EXERCISE PASSAGE >>
↓

But Utah Jazz coach Jerry Sloan was kind of hoping his young team would learn a bit from the Clippers on Tuesday night, even though the Jazz pulled off their third win of the season against them in EnergySolutions Arena, 102-92, with 20-plus points from Carlos Boozer (26), Mehmet Okur (24) and Deron Williams (21).
With the San Antonio Spurs ahead for the 21-8 Jazz in Texas on Thursday night, Sloan was watching how the Clippers set screens and executed their offense in the fourth quarter to cut a 12-point Jazz lead to one, 81-80, with five minutes left.
It's what he wants to see the Jazz do Thursday not to get down a dozen but to set and hold the screens and do all the things the offense is designed to provide rather than forcing wild layups that wind up sending the shooter into the pads surrounding the basket standard and then missing free throws, then trying to do it all over again the next chance.
"Teams that execute, they always have a chance. It's amazing," said Sloan, admiring how the Clippers, minus injured point guard Sam Cassell, set up their offense to make some shots and claw back into a game it seemed the Jazz had well in hand.
"They set some good screens, and that's why they got in the game," Sloan said. "They set some terrific screens. But that's what you learn."
Or, that's what the coach hopes his team learns.
When a fast-break layup is suddenly defended well enough, "You bring the ball back out," Sloan said, "so you don't have to hustle back and fight at the other end of the floor.
"Guys think, 'Give me the ball and I'll show you.' Show me what? Show me how we give up a lead real quick. That's what I'm concerned about."

↑

WORK ORDER >> Write the next few paragraphs of the article about Jerry Sloan and the Jazz's win over the Clippers, picking up after its final sentence.

SOURCE INFORMATION >>
↓

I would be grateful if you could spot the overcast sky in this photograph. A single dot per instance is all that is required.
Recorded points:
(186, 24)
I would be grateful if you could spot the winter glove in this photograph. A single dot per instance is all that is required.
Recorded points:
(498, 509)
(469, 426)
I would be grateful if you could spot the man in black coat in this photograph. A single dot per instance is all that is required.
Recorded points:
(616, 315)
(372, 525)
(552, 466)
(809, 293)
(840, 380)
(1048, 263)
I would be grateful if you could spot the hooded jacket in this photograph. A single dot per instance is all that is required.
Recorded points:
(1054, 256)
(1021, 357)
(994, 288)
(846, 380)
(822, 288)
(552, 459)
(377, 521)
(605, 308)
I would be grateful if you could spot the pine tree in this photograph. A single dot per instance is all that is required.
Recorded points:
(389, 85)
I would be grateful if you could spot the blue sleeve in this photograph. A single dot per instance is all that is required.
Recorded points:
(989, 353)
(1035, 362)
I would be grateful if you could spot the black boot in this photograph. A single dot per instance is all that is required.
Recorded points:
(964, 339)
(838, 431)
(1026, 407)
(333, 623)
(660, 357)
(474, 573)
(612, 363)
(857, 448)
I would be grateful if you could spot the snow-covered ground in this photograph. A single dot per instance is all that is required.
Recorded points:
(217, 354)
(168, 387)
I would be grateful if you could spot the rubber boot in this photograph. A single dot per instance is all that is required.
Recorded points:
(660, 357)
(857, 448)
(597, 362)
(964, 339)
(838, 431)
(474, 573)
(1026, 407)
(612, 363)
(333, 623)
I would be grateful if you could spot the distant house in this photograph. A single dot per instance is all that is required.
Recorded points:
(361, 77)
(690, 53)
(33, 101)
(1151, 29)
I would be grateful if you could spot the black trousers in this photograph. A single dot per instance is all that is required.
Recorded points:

↑

RESULT FOR THIS EXERCISE >>
To some extent, he was talking about but not picking on second-year man C.J. Miles, who saw his first action (six minutes, three rebounds and a steal) in six games. Sloan said he didn't want to be hard on Miles for overeager play because, he was trying.
"It's just a matter of trying to teach somebody how we like to play so we stay in a ballgame, just keep plugging along," Sloan said. "We're not sensational. Just make plays. That's what they did."
Elton Brand had 10 points in the fourth quarter to finish with 21, while Boozer's 26 went with 10 boards for his 22nd double-double.
The Jazz have fallen behind big before and come back, and they've been far ahead and lost leads. This time, they were down by four at most and came back to lead by 12 before almost giving it away.
No, said Williams. Shouldn't have let it get that close.
Yes, said Sloan.
"Yeah, I think there certainly is," Sloan said. "We had a couple turnovers but not as many as we've had, plus you make shots. That solves all the sins in basketball."
Gordan Giricek playing at small forward instead of his usual guard spot because Matt Harpring was out with a stomach virus and Andrei Kirilenko left the game with a slight concussion at 5:51 of the second quarter hit a 19-footer to make it 83-80.
Williams made two baskets, Giricek made a 3 and Okur one of his patented late-game 3s, and Utah went up by nine. After a Boozer tip and another Okur 3, Utah was up by 12.
"I told them not to miss any shots," Sloan deadpanned. "No. I'd be lying if I said that."
Much of the late rally was because Williams was finding the right man for the shot, said Sloan.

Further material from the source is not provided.